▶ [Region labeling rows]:
— start —
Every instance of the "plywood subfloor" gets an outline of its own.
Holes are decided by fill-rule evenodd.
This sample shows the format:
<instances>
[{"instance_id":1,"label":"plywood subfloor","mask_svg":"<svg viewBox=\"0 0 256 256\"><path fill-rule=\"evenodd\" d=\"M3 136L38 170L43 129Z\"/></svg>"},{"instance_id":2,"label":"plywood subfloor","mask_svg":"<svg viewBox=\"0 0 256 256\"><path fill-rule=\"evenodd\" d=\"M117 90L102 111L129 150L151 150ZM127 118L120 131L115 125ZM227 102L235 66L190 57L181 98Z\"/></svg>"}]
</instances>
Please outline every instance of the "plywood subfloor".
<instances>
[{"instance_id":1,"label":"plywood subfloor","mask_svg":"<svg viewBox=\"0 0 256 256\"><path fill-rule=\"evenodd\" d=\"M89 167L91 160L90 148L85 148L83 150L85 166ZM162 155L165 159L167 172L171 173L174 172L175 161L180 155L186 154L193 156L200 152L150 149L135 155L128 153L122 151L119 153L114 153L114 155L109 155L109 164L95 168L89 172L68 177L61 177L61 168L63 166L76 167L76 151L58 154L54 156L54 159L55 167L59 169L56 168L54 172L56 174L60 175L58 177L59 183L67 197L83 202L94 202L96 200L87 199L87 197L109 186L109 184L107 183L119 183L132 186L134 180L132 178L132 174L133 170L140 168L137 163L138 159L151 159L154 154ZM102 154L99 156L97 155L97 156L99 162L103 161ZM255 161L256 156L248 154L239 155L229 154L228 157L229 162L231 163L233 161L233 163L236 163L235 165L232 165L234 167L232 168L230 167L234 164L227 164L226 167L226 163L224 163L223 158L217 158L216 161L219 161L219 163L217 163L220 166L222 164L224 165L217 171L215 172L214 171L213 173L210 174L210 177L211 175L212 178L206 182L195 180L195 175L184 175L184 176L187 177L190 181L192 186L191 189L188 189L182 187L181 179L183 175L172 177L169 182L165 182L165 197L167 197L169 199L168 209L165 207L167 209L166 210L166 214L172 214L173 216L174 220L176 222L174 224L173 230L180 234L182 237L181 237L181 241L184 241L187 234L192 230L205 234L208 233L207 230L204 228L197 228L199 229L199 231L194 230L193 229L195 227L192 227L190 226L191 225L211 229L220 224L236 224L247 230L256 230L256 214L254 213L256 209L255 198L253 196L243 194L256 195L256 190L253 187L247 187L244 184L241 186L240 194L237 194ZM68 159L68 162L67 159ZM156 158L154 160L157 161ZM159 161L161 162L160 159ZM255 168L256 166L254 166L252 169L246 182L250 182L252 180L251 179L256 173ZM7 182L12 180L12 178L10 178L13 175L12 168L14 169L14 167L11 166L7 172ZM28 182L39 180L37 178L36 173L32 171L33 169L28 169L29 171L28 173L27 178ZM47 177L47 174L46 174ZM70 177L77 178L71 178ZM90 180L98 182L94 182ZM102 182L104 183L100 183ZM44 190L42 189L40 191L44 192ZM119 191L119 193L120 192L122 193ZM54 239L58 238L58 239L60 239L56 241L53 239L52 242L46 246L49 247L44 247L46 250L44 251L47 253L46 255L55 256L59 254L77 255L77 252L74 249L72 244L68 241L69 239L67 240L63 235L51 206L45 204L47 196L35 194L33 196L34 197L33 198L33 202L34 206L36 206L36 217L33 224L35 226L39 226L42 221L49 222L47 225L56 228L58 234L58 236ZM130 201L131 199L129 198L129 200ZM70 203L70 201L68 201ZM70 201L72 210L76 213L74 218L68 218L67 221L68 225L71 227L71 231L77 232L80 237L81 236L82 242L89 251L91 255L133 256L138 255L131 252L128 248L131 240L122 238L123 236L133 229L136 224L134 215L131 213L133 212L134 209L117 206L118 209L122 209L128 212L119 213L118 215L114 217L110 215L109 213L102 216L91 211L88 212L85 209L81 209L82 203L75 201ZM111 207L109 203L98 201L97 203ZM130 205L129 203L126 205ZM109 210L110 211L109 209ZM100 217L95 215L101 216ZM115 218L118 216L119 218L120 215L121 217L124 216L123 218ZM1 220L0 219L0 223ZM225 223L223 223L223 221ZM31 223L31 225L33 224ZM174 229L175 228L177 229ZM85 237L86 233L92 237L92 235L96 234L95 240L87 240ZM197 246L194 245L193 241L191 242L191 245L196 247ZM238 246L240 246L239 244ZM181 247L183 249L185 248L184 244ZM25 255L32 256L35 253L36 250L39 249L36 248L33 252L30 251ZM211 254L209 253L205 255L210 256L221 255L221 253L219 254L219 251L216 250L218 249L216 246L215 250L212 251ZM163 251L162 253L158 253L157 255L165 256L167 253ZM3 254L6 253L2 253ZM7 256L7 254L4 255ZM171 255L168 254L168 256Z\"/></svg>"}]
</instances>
— end —
Pull out each line of the rows above that contains the word "outline".

▶ [Solution to the exercise]:
Every instance of the "plywood subfloor" gets an outline of its own.
Please outline every instance of the "plywood subfloor".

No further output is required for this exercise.